[Saved entries]
■ ■ ■ ■ ■ ■ ■
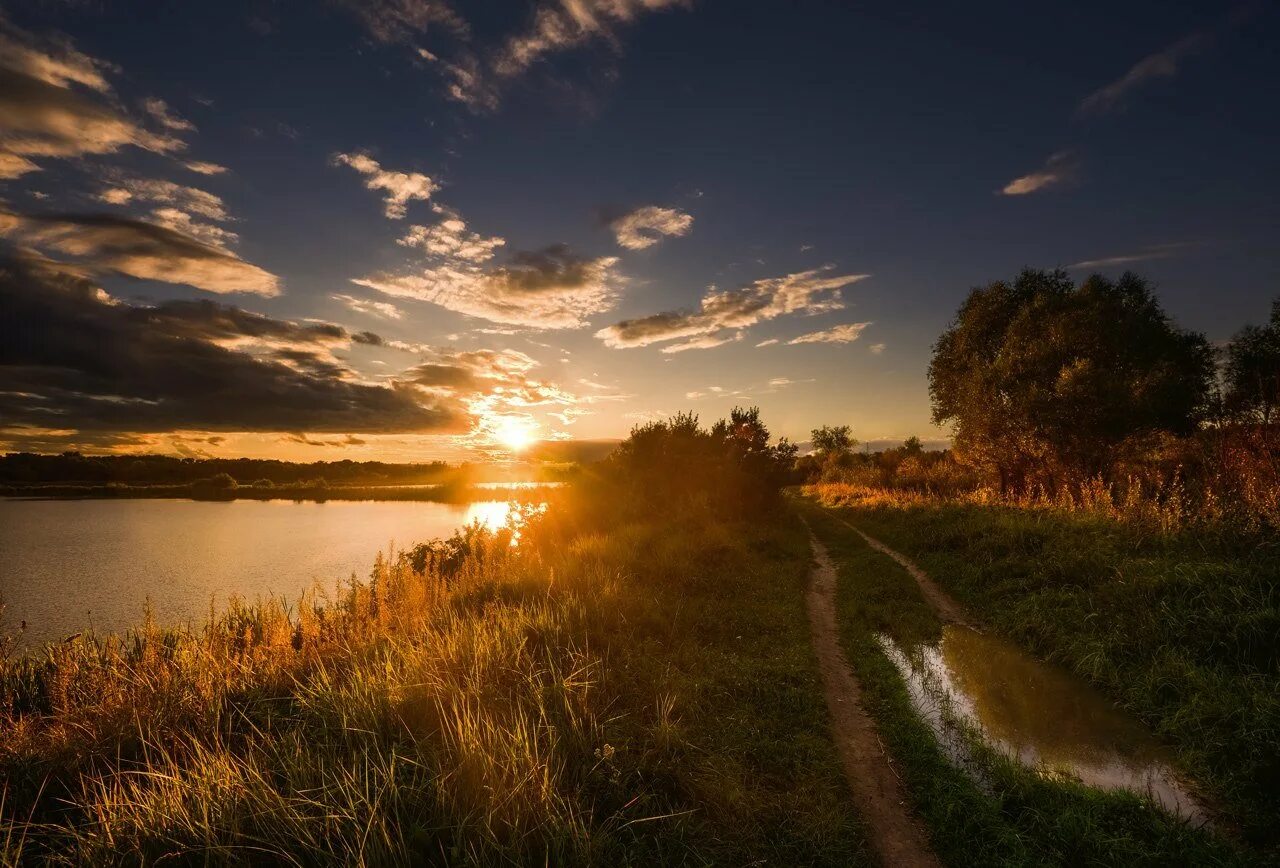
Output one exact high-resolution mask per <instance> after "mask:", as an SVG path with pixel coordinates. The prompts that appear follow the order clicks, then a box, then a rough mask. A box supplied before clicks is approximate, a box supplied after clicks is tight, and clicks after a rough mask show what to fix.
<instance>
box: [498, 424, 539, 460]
mask: <svg viewBox="0 0 1280 868" xmlns="http://www.w3.org/2000/svg"><path fill="white" fill-rule="evenodd" d="M536 428H538V426H536V424H535V422H532V421H530V420H527V419H522V417H520V416H502V417H499V419H495V420H494V425H493V439H495V440H497V442H498V443H500V444H503V446H504V447H507V448H508V449H511V451H512V452H524V451H525V449H527V448H529V447H530V446H532V443H534V440H536V439H538V438H536V435H535V434H534V429H536Z"/></svg>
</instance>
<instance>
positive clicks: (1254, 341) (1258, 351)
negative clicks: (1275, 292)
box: [1224, 298, 1280, 425]
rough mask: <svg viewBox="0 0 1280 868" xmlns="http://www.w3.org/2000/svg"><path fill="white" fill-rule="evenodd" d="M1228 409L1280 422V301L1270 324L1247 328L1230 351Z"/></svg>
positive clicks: (1225, 372)
mask: <svg viewBox="0 0 1280 868" xmlns="http://www.w3.org/2000/svg"><path fill="white" fill-rule="evenodd" d="M1224 375H1225V380H1226V383H1225V385H1226V396H1225V397H1226V406H1228V410H1229V411H1230V412H1233V414H1235V415H1236V416H1239V417H1243V419H1247V420H1252V421H1260V422H1262V424H1263V425H1270V424H1271V422H1274V421H1280V298H1276V300H1275V301H1274V302H1271V321H1270V323H1267V325H1247V326H1245V328H1244V329H1242V330H1240V332H1239V333H1238V334H1236V335H1235V338H1233V339H1231V344H1230V346H1229V347H1228V350H1226V367H1225V371H1224Z"/></svg>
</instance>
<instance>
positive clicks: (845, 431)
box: [809, 425, 858, 457]
mask: <svg viewBox="0 0 1280 868" xmlns="http://www.w3.org/2000/svg"><path fill="white" fill-rule="evenodd" d="M809 439H810V442H812V443H813V451H814V452H818V453H819V454H822V456H823V457H832V456H836V457H840V456H845V454H849V453H850V452H852V451H854V449H855V448H856V447H858V440H855V439H854V438H852V437H851V435H850V433H849V425H823V426H822V428H815V429H813V430H812V431H810V433H809Z"/></svg>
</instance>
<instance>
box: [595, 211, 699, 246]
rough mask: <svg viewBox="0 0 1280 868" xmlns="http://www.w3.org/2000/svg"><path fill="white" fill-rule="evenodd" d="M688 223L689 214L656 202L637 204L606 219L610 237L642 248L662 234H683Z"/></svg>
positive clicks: (646, 245) (680, 235) (688, 232)
mask: <svg viewBox="0 0 1280 868" xmlns="http://www.w3.org/2000/svg"><path fill="white" fill-rule="evenodd" d="M692 227H694V218H692V215H690V214H686V213H684V211H678V210H676V209H673V207H659V206H657V205H645V206H644V207H637V209H635V210H634V211H628V213H626V214H623V215H622V216H618V218H616V219H613V220H611V221H609V228H611V229H612V230H613V237H614V238H617V242H618V245H621V246H622V247H626V248H627V250H644V248H645V247H652V246H653V245H657V243H658V242H659V241H662V239H663V238H668V237H680V236H687V234H689V230H690V229H692Z"/></svg>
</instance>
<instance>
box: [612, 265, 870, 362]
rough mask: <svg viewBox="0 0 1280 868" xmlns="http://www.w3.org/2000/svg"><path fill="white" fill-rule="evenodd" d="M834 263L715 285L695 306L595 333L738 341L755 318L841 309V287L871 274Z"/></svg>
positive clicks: (715, 343) (647, 344)
mask: <svg viewBox="0 0 1280 868" xmlns="http://www.w3.org/2000/svg"><path fill="white" fill-rule="evenodd" d="M831 270H832V266H823V268H820V269H813V270H809V271H797V273H795V274H787V275H785V277H781V278H767V279H763V280H755V282H754V283H750V284H748V285H745V287H741V288H739V289H724V291H718V289H716V288H714V287H713V288H712V289H709V291H708V293H707V294H705V296H704V297H703V300H701V305H700V306H699V309H698V310H696V311H666V312H662V314H653V315H652V316H644V317H640V319H632V320H623V321H621V323H617V324H614V325H611V326H608V328H604V329H600V330H599V332H596V333H595V337H598V338H599V339H600V341H603V342H604V344H605V346H608V347H614V348H627V347H645V346H649V344H652V343H660V342H666V341H677V339H684V343H681V344H675V347H672V348H671V350H673V351H677V352H678V351H681V350H698V348H707V347H716V346H721V344H723V343H727V342H728V341H736V339H737V338H739V334H736V333H739V332H741V330H742V329H746V328H749V326H751V325H755V324H756V323H760V321H764V320H772V319H776V317H778V316H783V315H787V314H820V312H826V311H833V310H840V309H841V307H844V302H842V301H841V297H840V289H841V288H844V287H847V285H849V284H851V283H856V282H858V280H861V279H864V278H867V277H868V275H865V274H841V275H832V274H829V271H831Z"/></svg>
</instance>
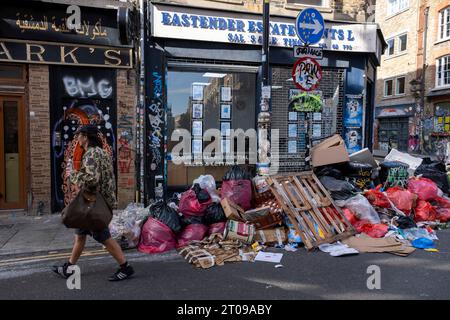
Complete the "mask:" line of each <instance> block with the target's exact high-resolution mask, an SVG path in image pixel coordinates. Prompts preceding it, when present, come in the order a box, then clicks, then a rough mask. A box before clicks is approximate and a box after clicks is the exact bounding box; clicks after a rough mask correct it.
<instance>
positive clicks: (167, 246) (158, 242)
mask: <svg viewBox="0 0 450 320" xmlns="http://www.w3.org/2000/svg"><path fill="white" fill-rule="evenodd" d="M175 245H176V240H175V234H174V233H173V231H172V230H171V229H170V228H169V227H168V226H166V225H165V224H164V223H162V222H160V221H158V220H156V219H154V218H151V217H150V218H148V220H147V221H146V222H145V224H144V226H143V227H142V232H141V239H140V242H139V246H138V250H139V251H141V252H144V253H161V252H165V251H169V250H172V249H174V248H175Z"/></svg>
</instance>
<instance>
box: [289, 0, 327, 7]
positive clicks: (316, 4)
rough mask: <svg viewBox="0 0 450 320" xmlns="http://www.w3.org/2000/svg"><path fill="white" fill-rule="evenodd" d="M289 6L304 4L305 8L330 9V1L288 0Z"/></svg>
mask: <svg viewBox="0 0 450 320" xmlns="http://www.w3.org/2000/svg"><path fill="white" fill-rule="evenodd" d="M286 3H288V4H302V5H305V6H316V7H329V5H330V3H329V0H286Z"/></svg>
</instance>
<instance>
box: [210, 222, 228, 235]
mask: <svg viewBox="0 0 450 320" xmlns="http://www.w3.org/2000/svg"><path fill="white" fill-rule="evenodd" d="M226 224H227V223H226V222H217V223H213V224H211V225H210V226H209V230H208V235H211V234H213V233H220V234H222V233H223V232H224V231H225V225H226Z"/></svg>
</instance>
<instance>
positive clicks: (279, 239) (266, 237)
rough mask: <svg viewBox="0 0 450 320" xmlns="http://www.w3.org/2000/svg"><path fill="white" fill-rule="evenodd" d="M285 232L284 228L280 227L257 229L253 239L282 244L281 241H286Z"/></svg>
mask: <svg viewBox="0 0 450 320" xmlns="http://www.w3.org/2000/svg"><path fill="white" fill-rule="evenodd" d="M287 239H288V237H287V232H286V229H285V228H283V227H281V228H274V229H265V230H258V231H256V234H255V241H257V242H260V243H265V244H279V245H282V244H283V243H286V242H287Z"/></svg>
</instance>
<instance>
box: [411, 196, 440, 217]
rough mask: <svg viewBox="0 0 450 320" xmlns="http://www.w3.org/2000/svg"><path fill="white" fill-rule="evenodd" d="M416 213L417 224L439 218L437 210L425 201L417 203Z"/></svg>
mask: <svg viewBox="0 0 450 320" xmlns="http://www.w3.org/2000/svg"><path fill="white" fill-rule="evenodd" d="M415 212H416V215H415V217H414V221H415V222H420V221H435V220H436V216H437V214H436V210H435V209H434V208H433V206H432V205H431V204H430V203H429V202H427V201H424V200H419V201H417V206H416V209H415Z"/></svg>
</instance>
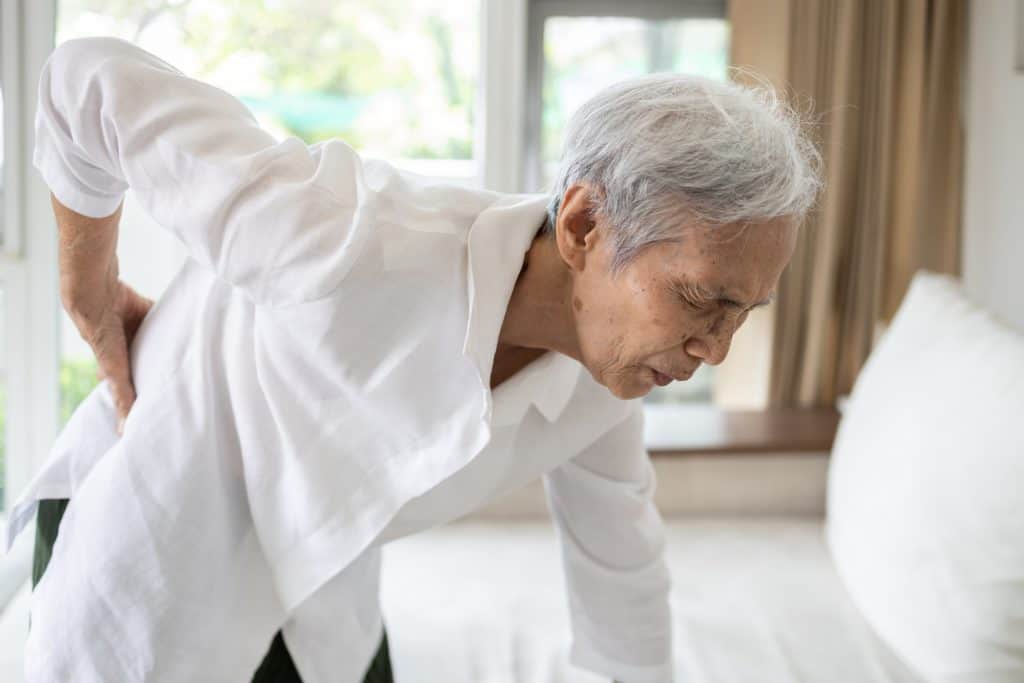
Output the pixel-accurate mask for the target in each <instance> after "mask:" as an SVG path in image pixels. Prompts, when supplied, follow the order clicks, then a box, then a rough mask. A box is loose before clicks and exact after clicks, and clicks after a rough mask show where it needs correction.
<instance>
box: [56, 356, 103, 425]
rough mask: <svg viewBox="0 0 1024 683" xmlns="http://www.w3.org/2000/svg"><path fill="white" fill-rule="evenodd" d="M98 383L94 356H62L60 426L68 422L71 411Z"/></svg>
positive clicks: (60, 399) (60, 383)
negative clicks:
■ ■ ■ ■ ■ ■ ■
» **What is needed**
Copy the stretch of the records above that runs from the line with "box: [210, 222, 228, 235]" through the line with "positive clicks: (279, 239) (266, 237)". Both end lines belong in the copy, and nothing else does.

» **Reply to the exercise**
box: [210, 222, 228, 235]
mask: <svg viewBox="0 0 450 320" xmlns="http://www.w3.org/2000/svg"><path fill="white" fill-rule="evenodd" d="M226 224H227V223H226V222H217V223H213V224H211V225H210V226H209V230H208V235H211V234H213V233H220V234H222V233H223V232H224V231H225V225H226Z"/></svg>
</instance>
<instance>
positive clicks: (279, 239) (266, 237)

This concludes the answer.